[About this task] When the word "item" appears in a line of the data below, list that line.
═════ Data for review
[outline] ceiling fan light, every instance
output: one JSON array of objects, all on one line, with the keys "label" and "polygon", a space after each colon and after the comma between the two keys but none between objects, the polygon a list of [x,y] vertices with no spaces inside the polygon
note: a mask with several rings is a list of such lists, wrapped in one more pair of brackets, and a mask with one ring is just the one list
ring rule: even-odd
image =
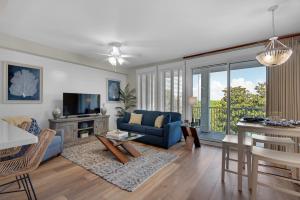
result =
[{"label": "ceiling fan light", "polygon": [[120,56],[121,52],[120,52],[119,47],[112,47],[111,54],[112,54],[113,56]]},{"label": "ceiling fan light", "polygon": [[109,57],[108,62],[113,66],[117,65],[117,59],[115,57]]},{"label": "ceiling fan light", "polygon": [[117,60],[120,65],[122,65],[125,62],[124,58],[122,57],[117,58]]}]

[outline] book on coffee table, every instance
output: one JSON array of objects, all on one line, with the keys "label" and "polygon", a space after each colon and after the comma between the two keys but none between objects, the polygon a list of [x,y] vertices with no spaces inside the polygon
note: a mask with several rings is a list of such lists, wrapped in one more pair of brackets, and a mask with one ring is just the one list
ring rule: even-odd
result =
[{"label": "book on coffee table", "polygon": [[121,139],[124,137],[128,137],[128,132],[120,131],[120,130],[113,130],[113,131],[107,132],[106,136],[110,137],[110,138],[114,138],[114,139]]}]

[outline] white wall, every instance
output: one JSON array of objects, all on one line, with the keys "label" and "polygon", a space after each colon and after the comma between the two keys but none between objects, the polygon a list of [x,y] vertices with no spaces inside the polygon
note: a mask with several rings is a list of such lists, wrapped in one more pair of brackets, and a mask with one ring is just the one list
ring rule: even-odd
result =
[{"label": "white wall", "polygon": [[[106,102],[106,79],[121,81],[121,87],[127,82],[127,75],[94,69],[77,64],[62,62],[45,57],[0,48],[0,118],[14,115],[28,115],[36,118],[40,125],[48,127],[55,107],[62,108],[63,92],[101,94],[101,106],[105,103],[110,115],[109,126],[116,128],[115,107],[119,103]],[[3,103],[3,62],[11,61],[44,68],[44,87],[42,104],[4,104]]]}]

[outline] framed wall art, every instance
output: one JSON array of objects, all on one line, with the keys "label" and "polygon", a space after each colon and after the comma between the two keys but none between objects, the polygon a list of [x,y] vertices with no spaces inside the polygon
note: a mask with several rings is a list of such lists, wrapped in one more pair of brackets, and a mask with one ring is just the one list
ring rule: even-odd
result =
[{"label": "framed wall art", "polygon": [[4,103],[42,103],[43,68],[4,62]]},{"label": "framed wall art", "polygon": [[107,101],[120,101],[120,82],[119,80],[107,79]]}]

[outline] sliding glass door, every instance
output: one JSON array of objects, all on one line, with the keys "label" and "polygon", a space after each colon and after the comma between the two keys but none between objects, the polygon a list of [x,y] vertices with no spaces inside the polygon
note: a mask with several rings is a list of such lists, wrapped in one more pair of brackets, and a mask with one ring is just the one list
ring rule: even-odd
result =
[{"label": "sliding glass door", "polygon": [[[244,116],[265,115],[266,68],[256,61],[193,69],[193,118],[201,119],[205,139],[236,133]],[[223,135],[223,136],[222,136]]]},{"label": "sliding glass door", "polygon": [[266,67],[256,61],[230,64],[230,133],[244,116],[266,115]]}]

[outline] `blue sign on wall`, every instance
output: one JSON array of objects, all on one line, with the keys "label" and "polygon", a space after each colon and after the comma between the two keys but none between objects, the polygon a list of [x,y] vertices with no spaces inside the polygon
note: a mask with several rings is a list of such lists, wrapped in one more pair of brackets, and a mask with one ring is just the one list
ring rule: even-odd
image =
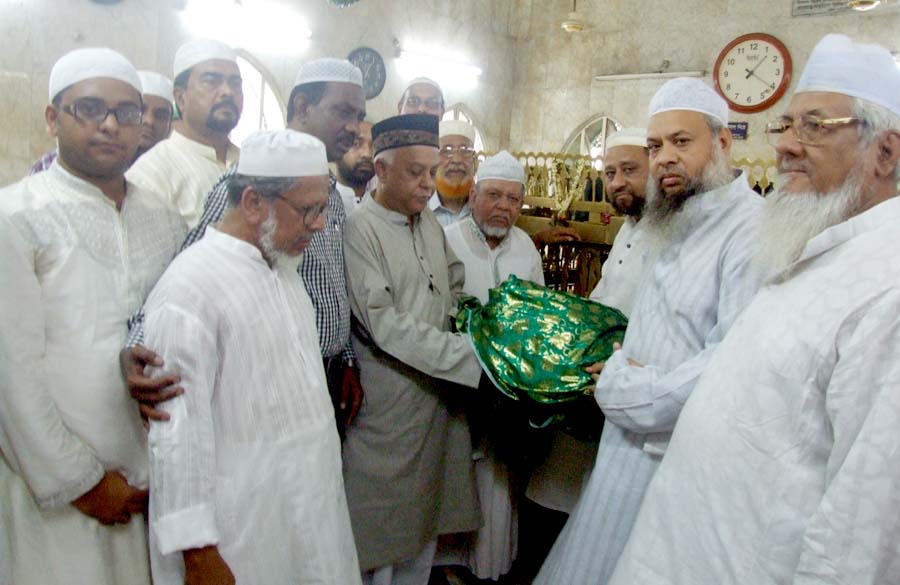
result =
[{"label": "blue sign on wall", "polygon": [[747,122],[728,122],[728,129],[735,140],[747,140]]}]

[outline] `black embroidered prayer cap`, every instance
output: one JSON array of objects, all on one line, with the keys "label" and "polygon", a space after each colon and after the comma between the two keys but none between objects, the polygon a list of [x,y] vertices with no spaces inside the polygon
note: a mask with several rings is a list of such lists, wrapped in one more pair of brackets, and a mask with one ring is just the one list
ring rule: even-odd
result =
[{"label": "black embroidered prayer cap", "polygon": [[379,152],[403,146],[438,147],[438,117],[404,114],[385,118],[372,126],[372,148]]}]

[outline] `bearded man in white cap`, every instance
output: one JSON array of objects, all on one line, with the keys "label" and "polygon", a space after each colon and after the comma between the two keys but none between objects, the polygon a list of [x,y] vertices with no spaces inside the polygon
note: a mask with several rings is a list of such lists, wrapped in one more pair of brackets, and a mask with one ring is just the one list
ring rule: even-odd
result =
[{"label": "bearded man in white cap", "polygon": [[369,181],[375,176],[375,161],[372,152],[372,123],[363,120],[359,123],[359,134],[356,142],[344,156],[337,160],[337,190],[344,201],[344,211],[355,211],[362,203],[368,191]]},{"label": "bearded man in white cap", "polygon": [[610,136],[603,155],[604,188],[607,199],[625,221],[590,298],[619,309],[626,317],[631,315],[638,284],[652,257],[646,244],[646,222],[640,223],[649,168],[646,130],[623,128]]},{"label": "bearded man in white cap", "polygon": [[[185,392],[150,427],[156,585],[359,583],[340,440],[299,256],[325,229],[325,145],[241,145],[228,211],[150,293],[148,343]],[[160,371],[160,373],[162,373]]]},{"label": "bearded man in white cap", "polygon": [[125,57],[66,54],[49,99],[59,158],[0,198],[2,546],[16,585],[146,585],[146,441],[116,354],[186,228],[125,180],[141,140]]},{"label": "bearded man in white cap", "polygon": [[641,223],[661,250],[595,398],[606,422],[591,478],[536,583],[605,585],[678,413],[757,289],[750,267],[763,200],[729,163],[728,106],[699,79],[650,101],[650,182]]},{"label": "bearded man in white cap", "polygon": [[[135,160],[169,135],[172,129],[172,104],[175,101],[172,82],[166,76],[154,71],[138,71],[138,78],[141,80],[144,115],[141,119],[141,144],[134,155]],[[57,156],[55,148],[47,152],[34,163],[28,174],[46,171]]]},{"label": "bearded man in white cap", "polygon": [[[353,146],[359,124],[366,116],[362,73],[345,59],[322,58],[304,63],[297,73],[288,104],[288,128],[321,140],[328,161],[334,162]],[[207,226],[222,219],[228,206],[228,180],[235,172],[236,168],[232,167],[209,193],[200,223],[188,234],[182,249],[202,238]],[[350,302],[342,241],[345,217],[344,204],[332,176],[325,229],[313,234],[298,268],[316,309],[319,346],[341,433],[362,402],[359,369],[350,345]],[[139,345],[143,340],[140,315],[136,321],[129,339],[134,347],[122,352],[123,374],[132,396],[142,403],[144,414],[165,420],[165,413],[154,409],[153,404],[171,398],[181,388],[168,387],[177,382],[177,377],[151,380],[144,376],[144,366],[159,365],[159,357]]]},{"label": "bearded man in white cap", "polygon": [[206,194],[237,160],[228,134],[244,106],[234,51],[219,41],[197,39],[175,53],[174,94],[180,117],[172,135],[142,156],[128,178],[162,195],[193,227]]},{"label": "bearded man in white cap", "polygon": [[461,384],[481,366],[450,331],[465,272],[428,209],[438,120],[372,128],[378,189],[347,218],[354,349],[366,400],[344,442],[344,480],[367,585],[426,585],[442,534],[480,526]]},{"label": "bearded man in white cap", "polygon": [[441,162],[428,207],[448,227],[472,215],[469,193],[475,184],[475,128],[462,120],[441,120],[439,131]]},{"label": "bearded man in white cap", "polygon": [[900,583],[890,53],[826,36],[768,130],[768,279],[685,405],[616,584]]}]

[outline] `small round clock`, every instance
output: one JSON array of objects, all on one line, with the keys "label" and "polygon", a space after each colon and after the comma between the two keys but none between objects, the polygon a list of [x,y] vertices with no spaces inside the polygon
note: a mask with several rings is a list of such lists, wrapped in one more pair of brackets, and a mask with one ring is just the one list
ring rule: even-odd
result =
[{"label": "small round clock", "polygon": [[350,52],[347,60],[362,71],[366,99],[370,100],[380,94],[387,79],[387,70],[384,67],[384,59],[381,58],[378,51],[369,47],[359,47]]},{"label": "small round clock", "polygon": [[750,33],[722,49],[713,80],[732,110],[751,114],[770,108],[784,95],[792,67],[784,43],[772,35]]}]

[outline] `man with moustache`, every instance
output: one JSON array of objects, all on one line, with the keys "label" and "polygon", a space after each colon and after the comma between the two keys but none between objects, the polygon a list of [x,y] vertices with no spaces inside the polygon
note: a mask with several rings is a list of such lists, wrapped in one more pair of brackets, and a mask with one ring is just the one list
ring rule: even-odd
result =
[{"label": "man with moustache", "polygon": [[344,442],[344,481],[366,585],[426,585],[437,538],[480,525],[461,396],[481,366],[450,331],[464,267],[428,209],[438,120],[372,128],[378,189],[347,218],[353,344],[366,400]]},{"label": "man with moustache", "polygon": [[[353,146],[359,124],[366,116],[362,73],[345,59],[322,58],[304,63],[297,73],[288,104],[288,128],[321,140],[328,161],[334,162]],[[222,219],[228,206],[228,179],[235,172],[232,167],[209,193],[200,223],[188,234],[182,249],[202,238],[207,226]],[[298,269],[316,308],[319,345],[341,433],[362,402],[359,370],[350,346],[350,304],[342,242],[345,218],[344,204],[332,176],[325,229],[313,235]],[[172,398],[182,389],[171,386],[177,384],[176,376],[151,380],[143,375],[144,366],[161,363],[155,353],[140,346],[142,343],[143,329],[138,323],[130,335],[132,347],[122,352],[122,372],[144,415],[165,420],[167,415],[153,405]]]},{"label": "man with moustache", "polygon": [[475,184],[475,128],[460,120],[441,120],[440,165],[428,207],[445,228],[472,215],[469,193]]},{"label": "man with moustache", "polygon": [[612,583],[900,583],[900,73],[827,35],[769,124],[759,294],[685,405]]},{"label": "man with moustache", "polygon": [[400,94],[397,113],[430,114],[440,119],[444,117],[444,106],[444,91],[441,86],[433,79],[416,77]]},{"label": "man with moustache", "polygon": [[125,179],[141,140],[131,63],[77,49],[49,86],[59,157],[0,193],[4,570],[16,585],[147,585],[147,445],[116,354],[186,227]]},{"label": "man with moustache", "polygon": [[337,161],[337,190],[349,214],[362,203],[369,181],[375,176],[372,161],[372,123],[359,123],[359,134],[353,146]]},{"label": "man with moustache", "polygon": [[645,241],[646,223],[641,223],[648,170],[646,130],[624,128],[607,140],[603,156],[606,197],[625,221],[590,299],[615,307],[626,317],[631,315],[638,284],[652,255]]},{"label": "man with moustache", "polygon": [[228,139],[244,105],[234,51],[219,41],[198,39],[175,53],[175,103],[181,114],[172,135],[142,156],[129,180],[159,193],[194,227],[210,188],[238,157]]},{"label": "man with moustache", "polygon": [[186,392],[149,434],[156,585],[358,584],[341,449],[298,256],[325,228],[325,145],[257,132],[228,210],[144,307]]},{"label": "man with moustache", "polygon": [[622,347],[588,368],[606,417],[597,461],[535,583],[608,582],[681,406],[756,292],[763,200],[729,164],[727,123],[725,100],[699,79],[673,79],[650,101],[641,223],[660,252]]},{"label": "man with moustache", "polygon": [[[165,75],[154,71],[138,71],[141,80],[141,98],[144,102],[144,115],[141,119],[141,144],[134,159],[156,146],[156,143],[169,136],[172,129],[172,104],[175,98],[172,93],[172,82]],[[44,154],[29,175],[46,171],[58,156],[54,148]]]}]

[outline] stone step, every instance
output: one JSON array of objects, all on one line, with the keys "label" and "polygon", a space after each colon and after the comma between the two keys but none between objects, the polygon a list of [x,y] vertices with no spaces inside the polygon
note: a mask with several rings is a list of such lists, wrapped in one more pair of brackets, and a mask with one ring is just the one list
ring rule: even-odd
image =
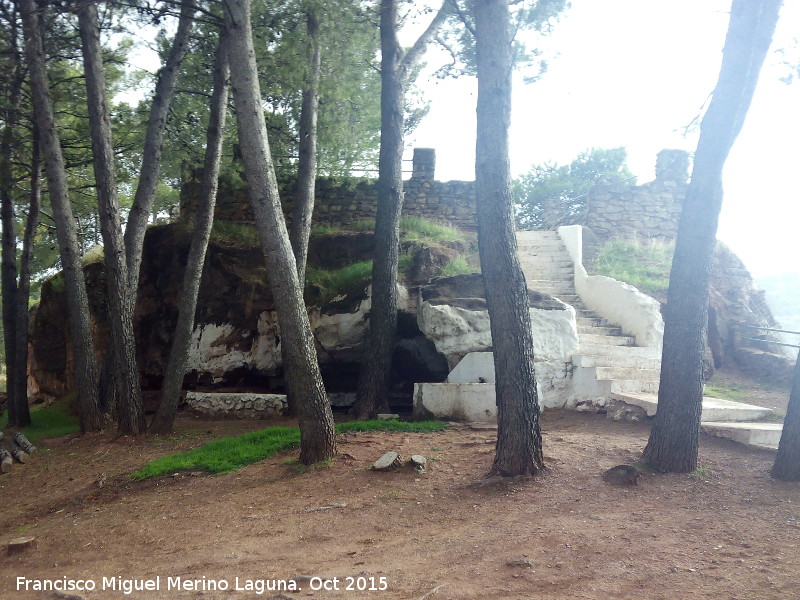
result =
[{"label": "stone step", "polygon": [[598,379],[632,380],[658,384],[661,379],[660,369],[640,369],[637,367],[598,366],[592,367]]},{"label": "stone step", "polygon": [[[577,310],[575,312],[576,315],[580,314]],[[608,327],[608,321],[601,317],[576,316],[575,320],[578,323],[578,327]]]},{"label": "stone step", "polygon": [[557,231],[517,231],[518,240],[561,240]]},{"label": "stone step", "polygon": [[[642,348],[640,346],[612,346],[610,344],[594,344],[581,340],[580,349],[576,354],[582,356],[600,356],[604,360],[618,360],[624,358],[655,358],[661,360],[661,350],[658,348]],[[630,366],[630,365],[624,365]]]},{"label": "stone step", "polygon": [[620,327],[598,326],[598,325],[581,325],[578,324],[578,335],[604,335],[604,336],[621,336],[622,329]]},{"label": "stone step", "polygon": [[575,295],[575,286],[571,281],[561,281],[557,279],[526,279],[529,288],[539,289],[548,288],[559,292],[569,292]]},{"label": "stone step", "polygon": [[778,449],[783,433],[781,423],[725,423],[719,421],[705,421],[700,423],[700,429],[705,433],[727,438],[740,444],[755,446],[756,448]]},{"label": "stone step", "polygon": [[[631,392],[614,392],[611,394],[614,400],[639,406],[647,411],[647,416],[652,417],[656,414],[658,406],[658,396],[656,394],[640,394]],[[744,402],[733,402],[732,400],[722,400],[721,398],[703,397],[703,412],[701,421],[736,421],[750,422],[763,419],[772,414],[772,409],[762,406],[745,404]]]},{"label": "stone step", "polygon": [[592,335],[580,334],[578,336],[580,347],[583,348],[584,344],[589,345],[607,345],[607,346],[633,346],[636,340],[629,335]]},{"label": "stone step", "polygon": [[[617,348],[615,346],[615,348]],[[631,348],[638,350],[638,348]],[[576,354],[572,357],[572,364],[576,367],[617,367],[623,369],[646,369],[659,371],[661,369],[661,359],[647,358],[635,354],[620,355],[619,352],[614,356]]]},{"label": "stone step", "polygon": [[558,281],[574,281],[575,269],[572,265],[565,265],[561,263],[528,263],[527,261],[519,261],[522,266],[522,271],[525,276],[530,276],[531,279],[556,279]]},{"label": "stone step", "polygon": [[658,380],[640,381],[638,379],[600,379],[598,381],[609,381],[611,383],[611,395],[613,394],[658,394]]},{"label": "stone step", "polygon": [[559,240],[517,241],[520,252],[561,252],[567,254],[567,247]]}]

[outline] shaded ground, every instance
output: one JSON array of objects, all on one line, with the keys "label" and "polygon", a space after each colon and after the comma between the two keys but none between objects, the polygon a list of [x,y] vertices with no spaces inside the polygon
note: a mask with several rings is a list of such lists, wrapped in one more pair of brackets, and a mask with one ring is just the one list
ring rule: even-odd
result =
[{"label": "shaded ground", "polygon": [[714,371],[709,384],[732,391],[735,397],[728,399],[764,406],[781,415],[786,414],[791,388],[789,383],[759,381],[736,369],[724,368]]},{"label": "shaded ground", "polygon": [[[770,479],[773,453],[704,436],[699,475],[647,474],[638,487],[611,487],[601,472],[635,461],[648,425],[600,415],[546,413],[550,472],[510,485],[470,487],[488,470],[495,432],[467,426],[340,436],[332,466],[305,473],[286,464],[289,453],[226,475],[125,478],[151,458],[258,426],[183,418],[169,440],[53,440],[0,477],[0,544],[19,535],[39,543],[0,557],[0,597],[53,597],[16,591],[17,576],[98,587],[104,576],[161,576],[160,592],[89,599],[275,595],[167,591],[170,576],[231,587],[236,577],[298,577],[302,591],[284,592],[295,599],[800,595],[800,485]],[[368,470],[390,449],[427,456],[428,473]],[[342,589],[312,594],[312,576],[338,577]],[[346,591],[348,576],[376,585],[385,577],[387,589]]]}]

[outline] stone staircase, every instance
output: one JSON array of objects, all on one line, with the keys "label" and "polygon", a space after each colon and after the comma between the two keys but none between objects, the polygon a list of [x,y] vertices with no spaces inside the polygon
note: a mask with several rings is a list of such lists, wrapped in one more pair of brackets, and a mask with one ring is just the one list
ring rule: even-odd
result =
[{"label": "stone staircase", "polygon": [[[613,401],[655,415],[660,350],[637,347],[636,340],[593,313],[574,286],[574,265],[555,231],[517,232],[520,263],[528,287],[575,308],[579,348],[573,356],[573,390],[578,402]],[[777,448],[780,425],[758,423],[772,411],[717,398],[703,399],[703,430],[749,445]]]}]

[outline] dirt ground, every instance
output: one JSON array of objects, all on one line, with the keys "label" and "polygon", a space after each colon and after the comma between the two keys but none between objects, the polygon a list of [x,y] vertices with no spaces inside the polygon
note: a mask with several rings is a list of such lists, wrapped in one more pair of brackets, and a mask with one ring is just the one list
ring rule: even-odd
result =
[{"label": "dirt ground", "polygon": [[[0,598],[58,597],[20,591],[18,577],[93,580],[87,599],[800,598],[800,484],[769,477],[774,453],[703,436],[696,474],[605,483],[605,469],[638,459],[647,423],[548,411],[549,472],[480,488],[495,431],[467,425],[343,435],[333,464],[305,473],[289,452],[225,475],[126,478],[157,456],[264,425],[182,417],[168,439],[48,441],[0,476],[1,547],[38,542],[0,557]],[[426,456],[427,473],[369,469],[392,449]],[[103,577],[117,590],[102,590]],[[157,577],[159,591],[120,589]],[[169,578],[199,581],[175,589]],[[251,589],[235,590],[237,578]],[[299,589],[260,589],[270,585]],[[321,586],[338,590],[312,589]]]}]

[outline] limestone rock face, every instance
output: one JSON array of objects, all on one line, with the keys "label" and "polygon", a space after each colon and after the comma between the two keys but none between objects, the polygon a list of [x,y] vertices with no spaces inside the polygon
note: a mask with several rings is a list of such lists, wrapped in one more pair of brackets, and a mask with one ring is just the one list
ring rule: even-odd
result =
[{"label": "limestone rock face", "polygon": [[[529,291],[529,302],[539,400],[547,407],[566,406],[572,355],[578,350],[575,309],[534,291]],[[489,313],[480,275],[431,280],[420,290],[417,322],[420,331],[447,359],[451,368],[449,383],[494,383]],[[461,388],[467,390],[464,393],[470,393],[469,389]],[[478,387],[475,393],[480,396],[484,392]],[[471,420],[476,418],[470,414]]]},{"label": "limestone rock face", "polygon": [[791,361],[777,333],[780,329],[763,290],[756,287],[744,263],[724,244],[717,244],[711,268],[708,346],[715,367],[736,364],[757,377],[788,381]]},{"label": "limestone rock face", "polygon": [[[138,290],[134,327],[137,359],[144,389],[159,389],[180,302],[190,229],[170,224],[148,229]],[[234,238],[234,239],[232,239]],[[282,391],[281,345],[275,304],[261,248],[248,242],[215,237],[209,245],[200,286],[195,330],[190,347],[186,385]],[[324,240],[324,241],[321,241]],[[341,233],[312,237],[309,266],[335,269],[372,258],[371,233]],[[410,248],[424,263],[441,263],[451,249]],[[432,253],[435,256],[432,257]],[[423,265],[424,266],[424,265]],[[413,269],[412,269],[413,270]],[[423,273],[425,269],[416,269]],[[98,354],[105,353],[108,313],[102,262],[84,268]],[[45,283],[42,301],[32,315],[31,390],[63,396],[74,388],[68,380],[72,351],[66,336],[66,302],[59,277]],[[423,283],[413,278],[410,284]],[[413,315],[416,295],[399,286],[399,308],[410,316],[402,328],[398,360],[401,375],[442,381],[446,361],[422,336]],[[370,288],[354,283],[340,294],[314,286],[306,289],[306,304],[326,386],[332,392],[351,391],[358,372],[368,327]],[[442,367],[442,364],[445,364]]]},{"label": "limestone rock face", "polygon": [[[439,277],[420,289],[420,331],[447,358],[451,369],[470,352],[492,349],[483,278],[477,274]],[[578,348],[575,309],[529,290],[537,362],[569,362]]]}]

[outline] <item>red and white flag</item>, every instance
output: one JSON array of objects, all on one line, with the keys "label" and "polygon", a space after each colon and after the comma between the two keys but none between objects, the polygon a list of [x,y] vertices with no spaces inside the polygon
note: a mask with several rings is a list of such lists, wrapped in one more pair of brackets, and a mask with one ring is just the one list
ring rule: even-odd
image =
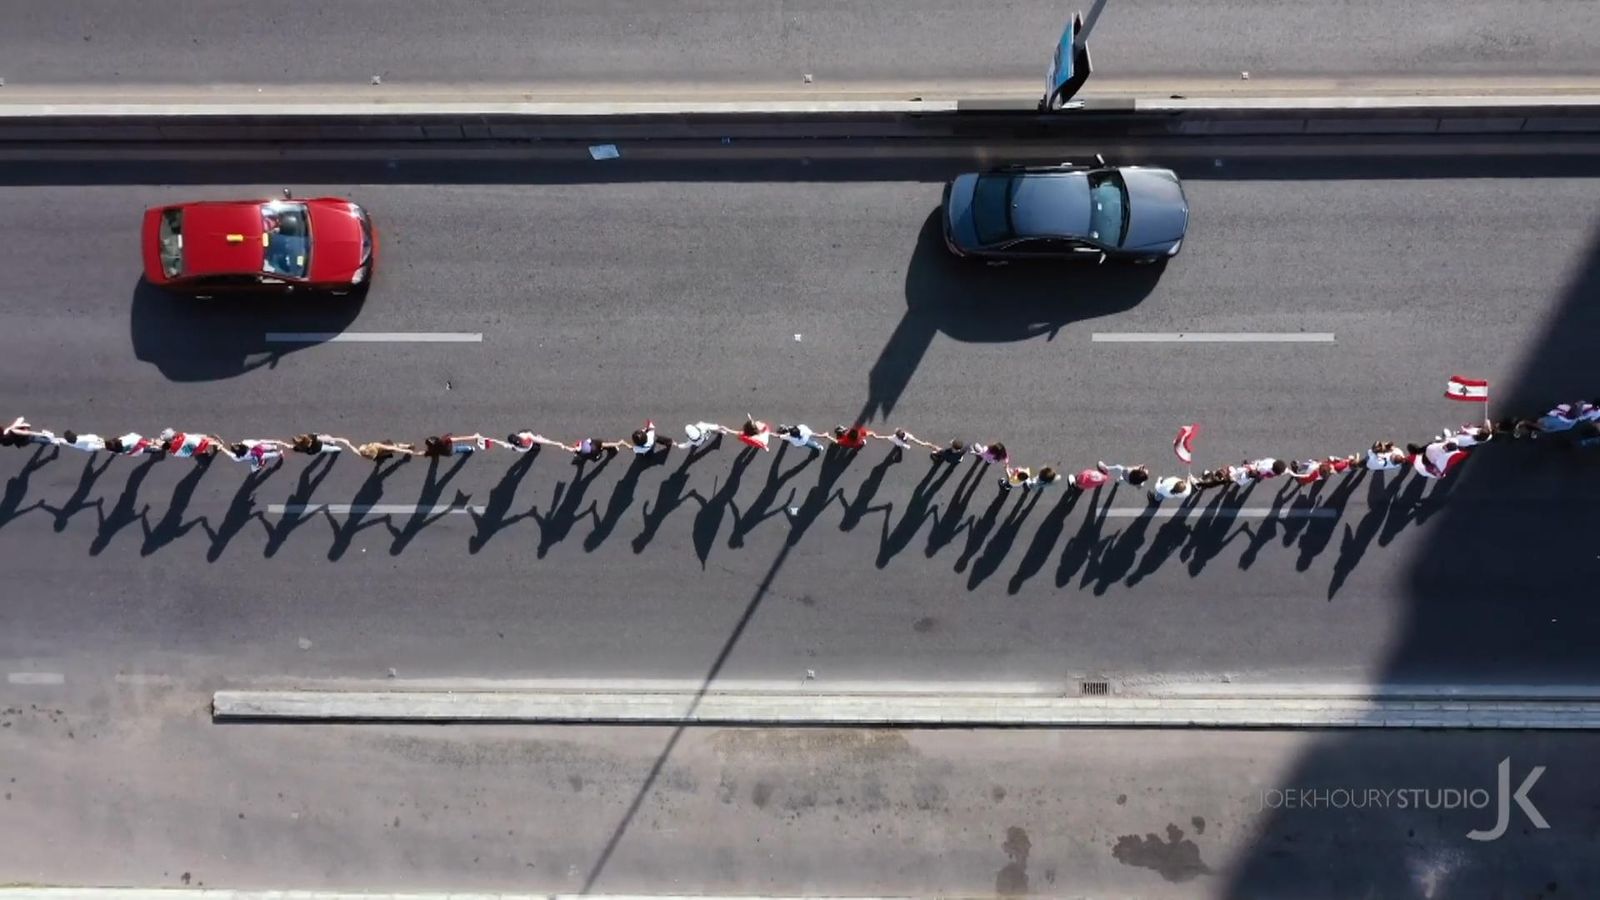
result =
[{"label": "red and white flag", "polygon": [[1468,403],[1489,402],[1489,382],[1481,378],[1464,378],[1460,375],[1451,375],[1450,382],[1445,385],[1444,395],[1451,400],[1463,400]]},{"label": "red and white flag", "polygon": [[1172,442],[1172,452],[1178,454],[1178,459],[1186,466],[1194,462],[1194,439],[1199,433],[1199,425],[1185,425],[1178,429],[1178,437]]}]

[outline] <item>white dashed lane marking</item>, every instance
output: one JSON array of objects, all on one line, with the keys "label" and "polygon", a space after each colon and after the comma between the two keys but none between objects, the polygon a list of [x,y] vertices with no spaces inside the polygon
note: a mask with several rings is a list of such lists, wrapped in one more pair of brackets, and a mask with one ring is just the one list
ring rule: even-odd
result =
══════════
[Solved exercise]
[outline] <item>red and white flag</item>, every instance
[outline] <item>white dashed lane marking</item>, every instance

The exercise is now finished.